**Saved entries**
· · · · · · ·
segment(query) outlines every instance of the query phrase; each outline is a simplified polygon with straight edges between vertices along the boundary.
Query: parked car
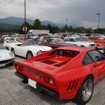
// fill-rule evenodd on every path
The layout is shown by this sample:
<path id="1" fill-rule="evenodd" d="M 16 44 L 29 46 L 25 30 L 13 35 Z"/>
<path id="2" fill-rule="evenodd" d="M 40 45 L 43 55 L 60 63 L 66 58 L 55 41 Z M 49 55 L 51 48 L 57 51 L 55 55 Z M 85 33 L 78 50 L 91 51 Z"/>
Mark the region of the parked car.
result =
<path id="1" fill-rule="evenodd" d="M 90 38 L 90 40 L 92 40 L 93 42 L 95 42 L 96 43 L 96 45 L 97 45 L 97 47 L 101 47 L 101 48 L 103 48 L 103 47 L 105 47 L 105 39 L 103 38 Z"/>
<path id="2" fill-rule="evenodd" d="M 0 44 L 0 67 L 5 67 L 6 65 L 13 63 L 14 55 L 3 48 L 2 44 Z"/>
<path id="3" fill-rule="evenodd" d="M 14 46 L 19 46 L 19 45 L 21 45 L 21 44 L 22 44 L 22 43 L 21 43 L 21 42 L 18 42 L 18 41 L 8 40 L 8 41 L 5 41 L 5 42 L 3 43 L 3 46 L 4 46 L 5 49 L 11 51 Z"/>
<path id="4" fill-rule="evenodd" d="M 83 41 L 80 37 L 66 37 L 64 41 L 65 43 L 76 44 L 80 47 L 96 47 L 95 42 Z"/>
<path id="5" fill-rule="evenodd" d="M 35 40 L 35 39 L 28 39 L 26 40 L 23 45 L 41 45 L 41 46 L 49 46 L 52 49 L 54 48 L 58 48 L 58 47 L 67 47 L 67 46 L 77 46 L 75 44 L 69 44 L 69 43 L 65 43 L 63 40 L 61 39 L 55 39 L 55 38 L 45 38 L 44 41 L 39 41 L 39 40 Z"/>
<path id="6" fill-rule="evenodd" d="M 6 48 L 6 45 L 4 46 Z M 26 40 L 24 43 L 19 42 L 18 44 L 12 43 L 9 45 L 9 50 L 12 53 L 25 58 L 36 56 L 51 49 L 52 48 L 49 46 L 36 45 L 35 43 L 31 42 L 31 40 Z"/>
<path id="7" fill-rule="evenodd" d="M 39 45 L 50 46 L 51 48 L 67 47 L 67 46 L 77 46 L 76 44 L 65 43 L 64 40 L 60 38 L 44 38 L 43 41 L 38 42 Z"/>
<path id="8" fill-rule="evenodd" d="M 105 55 L 93 48 L 60 47 L 15 61 L 14 67 L 17 76 L 39 91 L 84 105 L 91 99 L 94 84 L 105 77 Z"/>

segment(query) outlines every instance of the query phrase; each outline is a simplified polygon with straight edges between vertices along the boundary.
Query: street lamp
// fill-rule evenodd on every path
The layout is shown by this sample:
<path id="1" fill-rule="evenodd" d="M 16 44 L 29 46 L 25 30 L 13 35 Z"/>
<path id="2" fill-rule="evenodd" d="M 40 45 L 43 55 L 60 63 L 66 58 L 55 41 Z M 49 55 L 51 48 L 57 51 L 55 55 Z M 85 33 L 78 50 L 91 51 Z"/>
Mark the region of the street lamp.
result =
<path id="1" fill-rule="evenodd" d="M 99 25 L 100 25 L 100 13 L 97 13 L 96 15 L 98 16 L 97 29 L 99 29 Z"/>
<path id="2" fill-rule="evenodd" d="M 68 23 L 68 18 L 66 18 L 66 25 L 65 25 L 65 28 L 66 28 L 66 34 L 68 33 L 68 26 L 67 26 L 67 23 Z"/>

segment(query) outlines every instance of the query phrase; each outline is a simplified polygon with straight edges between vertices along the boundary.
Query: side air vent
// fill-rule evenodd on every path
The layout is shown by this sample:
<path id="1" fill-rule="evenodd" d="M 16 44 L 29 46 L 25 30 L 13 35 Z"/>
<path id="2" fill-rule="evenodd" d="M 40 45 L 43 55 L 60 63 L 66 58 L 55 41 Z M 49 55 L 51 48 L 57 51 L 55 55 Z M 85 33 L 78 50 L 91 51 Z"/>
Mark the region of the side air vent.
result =
<path id="1" fill-rule="evenodd" d="M 70 82 L 69 82 L 69 85 L 68 85 L 68 87 L 67 87 L 67 89 L 66 89 L 66 91 L 76 89 L 76 87 L 77 87 L 77 85 L 78 85 L 78 81 L 79 81 L 79 79 L 70 81 Z"/>

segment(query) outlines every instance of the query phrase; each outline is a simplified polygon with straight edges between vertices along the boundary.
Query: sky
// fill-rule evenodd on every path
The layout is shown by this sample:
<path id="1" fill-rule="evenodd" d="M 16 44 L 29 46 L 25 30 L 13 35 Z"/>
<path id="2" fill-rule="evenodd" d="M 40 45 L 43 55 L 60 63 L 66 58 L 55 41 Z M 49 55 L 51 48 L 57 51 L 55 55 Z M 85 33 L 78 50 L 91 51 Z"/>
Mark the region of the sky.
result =
<path id="1" fill-rule="evenodd" d="M 0 18 L 6 17 L 24 18 L 24 0 L 0 0 Z M 26 18 L 105 28 L 105 0 L 26 0 Z"/>

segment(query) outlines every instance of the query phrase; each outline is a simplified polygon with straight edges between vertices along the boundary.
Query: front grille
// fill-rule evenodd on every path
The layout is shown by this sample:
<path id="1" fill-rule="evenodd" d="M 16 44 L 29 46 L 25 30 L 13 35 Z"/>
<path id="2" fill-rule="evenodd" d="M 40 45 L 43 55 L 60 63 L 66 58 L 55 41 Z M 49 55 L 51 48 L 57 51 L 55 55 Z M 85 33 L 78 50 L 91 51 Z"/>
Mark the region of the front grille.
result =
<path id="1" fill-rule="evenodd" d="M 11 59 L 9 59 L 9 60 L 4 60 L 4 61 L 0 61 L 0 64 L 5 64 L 5 63 L 8 63 L 8 62 L 10 62 L 11 61 Z"/>

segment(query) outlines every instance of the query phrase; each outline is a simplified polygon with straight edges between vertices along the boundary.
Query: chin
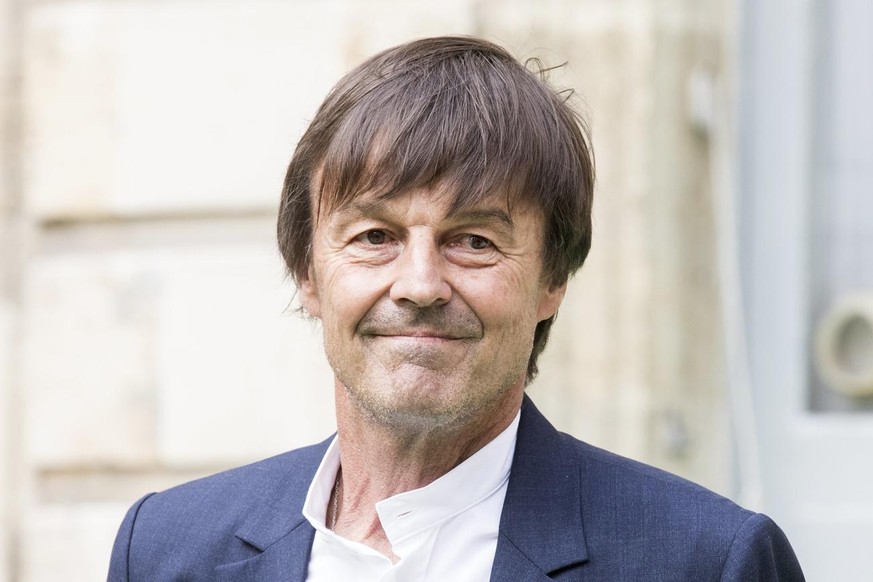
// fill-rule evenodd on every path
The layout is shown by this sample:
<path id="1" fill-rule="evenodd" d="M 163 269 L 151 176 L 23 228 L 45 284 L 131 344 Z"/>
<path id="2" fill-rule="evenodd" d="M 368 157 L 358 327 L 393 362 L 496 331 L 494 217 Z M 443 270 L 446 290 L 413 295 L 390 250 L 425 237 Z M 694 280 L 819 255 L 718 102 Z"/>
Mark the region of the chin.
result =
<path id="1" fill-rule="evenodd" d="M 427 372 L 390 382 L 383 378 L 375 389 L 360 390 L 346 384 L 346 392 L 358 410 L 386 426 L 421 431 L 463 425 L 476 408 L 458 388 L 465 384 L 447 379 L 444 373 L 435 381 L 435 372 Z"/>

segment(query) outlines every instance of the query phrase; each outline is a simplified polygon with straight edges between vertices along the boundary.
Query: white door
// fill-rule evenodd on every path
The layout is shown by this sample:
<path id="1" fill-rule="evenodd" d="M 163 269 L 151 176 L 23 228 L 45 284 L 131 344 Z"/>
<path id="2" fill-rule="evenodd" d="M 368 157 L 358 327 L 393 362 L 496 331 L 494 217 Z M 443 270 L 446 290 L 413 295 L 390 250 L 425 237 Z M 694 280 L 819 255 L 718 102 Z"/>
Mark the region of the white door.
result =
<path id="1" fill-rule="evenodd" d="M 873 580 L 873 396 L 835 390 L 814 349 L 834 305 L 873 298 L 873 2 L 746 0 L 742 30 L 739 239 L 763 510 L 808 579 Z M 873 373 L 869 322 L 829 337 L 836 364 Z"/>

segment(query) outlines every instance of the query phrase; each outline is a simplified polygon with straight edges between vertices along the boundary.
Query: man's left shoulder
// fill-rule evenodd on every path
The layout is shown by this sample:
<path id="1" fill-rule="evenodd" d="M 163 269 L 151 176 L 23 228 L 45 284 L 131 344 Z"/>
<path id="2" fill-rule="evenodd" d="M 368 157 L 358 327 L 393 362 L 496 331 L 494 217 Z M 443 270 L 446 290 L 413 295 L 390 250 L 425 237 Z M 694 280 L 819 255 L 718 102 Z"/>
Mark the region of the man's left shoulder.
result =
<path id="1" fill-rule="evenodd" d="M 565 450 L 572 451 L 577 461 L 581 492 L 589 499 L 605 495 L 625 507 L 646 506 L 649 511 L 669 511 L 678 517 L 711 517 L 719 522 L 724 519 L 744 521 L 752 515 L 751 511 L 730 499 L 663 469 L 611 453 L 564 433 L 561 433 L 561 439 Z"/>
<path id="2" fill-rule="evenodd" d="M 590 550 L 615 547 L 674 564 L 709 563 L 726 580 L 802 580 L 785 534 L 762 513 L 687 479 L 562 434 L 579 467 Z M 781 573 L 781 574 L 780 574 Z"/>

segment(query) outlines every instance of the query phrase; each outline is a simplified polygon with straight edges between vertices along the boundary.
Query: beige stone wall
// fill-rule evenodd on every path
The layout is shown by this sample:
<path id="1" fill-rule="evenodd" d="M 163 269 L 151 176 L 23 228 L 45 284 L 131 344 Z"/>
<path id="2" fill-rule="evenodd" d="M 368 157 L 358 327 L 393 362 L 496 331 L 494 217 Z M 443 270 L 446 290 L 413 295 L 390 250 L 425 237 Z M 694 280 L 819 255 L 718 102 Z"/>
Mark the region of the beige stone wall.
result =
<path id="1" fill-rule="evenodd" d="M 727 492 L 717 160 L 689 84 L 727 92 L 729 14 L 678 0 L 480 10 L 481 31 L 518 54 L 568 61 L 552 78 L 578 89 L 594 133 L 593 249 L 532 393 L 568 432 Z"/>
<path id="2" fill-rule="evenodd" d="M 17 106 L 15 57 L 17 39 L 12 0 L 0 0 L 0 582 L 14 573 L 18 517 L 15 474 L 19 454 L 16 437 L 14 367 L 17 316 L 18 261 L 16 241 L 15 135 Z"/>
<path id="3" fill-rule="evenodd" d="M 534 398 L 724 489 L 711 148 L 687 98 L 723 73 L 720 6 L 0 0 L 21 56 L 0 64 L 21 104 L 0 140 L 0 582 L 102 579 L 138 496 L 332 430 L 273 243 L 284 166 L 345 70 L 430 34 L 568 60 L 553 78 L 592 112 L 595 247 Z"/>

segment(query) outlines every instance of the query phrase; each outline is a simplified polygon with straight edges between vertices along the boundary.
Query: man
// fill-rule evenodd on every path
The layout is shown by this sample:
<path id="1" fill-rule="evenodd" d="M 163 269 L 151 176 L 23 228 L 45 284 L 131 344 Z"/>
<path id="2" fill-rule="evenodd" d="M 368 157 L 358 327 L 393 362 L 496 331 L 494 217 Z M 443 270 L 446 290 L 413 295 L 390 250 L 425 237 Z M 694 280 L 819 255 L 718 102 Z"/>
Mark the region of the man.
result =
<path id="1" fill-rule="evenodd" d="M 344 77 L 278 226 L 337 436 L 140 500 L 109 579 L 801 580 L 767 517 L 560 434 L 524 396 L 593 181 L 564 99 L 493 44 L 420 40 Z"/>

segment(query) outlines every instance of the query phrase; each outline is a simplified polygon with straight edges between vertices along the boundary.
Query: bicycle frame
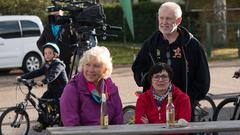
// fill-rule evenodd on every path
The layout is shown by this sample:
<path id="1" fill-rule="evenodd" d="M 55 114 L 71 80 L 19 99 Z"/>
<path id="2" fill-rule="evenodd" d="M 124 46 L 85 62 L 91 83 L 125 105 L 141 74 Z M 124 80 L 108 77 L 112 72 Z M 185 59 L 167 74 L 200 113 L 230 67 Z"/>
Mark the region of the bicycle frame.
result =
<path id="1" fill-rule="evenodd" d="M 24 101 L 21 102 L 21 103 L 19 103 L 19 104 L 17 104 L 17 107 L 18 107 L 18 108 L 21 108 L 21 109 L 23 109 L 23 110 L 26 110 L 26 109 L 27 109 L 27 106 L 28 106 L 28 101 L 29 101 L 29 102 L 31 103 L 31 105 L 32 105 L 38 112 L 42 111 L 42 110 L 39 108 L 39 106 L 38 106 L 38 104 L 36 103 L 36 101 L 35 101 L 35 100 L 39 101 L 39 98 L 31 92 L 33 86 L 35 85 L 34 81 L 31 81 L 30 83 L 27 82 L 27 81 L 23 81 L 23 84 L 24 84 L 25 86 L 27 86 L 28 92 L 27 92 L 27 94 L 26 94 L 26 97 L 25 97 Z M 33 97 L 33 98 L 32 98 L 32 97 Z M 34 99 L 35 99 L 35 100 L 34 100 Z"/>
· · · · · · ·
**WORK TASK**
There is a line with "Mark the region of the street lamp." and a line with "Mark the region of the sky." above. Copy exactly those two lines and all lines between them, with nothing else.

**OUTPUT**
Mark the region of the street lamp.
result =
<path id="1" fill-rule="evenodd" d="M 99 25 L 100 25 L 100 13 L 97 13 L 96 15 L 98 16 L 97 29 L 99 29 Z"/>
<path id="2" fill-rule="evenodd" d="M 68 23 L 68 18 L 66 18 L 66 25 L 65 25 L 65 28 L 66 28 L 66 34 L 68 33 L 68 26 L 67 26 L 67 23 Z"/>

segment(query) outlines every instance of the query phrase; each outline is a simplified polygon with straight edges between vertices along the boundary.
Query: side air vent
// fill-rule evenodd on every path
The layout is shown by this sample:
<path id="1" fill-rule="evenodd" d="M 16 44 L 29 46 L 25 30 L 13 35 Z"/>
<path id="2" fill-rule="evenodd" d="M 40 45 L 43 55 L 60 63 L 66 58 L 55 41 Z M 49 55 L 51 48 L 57 51 L 55 55 Z M 85 33 L 78 50 L 91 51 Z"/>
Mark the region of the side air vent.
result =
<path id="1" fill-rule="evenodd" d="M 70 82 L 69 82 L 69 85 L 68 85 L 68 87 L 67 87 L 67 89 L 66 89 L 66 91 L 76 89 L 76 87 L 77 87 L 77 85 L 78 85 L 78 81 L 79 81 L 79 79 L 70 81 Z"/>

segment(query) outlines every instance of the query phrase; each outline is a simplified polygon with straight edges between vertices along the boundary.
Query: sky
// fill-rule evenodd on every path
The layout is shown by this sample:
<path id="1" fill-rule="evenodd" d="M 16 44 L 29 46 L 25 30 L 13 35 Z"/>
<path id="2" fill-rule="evenodd" d="M 40 45 L 43 55 L 60 63 L 66 58 L 55 41 Z M 49 55 L 51 48 L 57 51 L 55 55 Z M 85 33 L 78 50 L 91 51 Z"/>
Mark the region of the sky.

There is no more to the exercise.